- What is required: According to the renderer documentation below, what parameters does the outer animated_postfx carry?

- Text provided:
-- Start --

Ratio and Calendar are exceptions — 0% and "this month" are both legitimate data.

Centralising this means every renderer sees the same "no data" behaviour. Don't bake empty handling into individual renderers.

Animated renderers wrap an inner renderer rather than duplicating its layout logic:

[[widget]]
id = "hero"
fetcher = "system"
render = { type = "animated_postfx", inner = "text_ascii", effect = "particle_burst",
duration_ms = 1500, style = "figlet", font = "ansi_shadow", align = "center" }

The outer animated_postfx carries the effect parameters (effect, duration_ms) and every option the inner renderer reads (style, font, align, …). At dispatch time the outer animator calls the inner renderer for the frozen frame, then applies the effect shader on top. The final rested frame is whatever the inner renderer would have drawn without the wrapper.

animated_postfx ships with a menu of effect names (full list in the renderer reference):

  • fade_in / fade_out / dissolve / coalesce / hsl_shift — stock tachyonfx reveals.

-- End --

- Entries contained in a dataset:
-- Start --

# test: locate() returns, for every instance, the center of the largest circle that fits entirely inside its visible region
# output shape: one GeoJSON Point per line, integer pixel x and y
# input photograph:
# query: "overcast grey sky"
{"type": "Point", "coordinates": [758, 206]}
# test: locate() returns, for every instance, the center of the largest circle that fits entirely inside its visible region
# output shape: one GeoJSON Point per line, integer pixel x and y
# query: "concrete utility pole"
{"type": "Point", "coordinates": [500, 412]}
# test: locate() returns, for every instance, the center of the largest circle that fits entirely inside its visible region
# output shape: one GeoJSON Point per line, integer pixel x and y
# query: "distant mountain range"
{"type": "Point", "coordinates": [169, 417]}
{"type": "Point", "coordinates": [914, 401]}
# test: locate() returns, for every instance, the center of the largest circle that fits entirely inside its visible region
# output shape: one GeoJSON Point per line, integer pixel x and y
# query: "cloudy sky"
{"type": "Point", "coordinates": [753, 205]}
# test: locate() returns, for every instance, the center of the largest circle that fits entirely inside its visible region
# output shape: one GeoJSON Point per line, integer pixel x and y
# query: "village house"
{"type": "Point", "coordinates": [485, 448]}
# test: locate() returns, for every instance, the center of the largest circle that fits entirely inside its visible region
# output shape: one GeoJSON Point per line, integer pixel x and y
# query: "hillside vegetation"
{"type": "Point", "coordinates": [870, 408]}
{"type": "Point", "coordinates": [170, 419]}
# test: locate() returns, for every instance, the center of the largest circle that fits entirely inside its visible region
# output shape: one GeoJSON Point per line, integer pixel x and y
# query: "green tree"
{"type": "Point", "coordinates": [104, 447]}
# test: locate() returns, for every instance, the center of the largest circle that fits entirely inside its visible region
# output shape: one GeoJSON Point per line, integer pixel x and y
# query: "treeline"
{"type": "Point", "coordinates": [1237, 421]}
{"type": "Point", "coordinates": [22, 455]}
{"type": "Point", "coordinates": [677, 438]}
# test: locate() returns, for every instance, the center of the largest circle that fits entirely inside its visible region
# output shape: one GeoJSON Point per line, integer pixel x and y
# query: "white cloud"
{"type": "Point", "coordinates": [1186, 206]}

-- End --

- Exercise answer: It carries the effect parameters (effect, duration_ms) and every option the inner renderer reads, such as style, font, and align.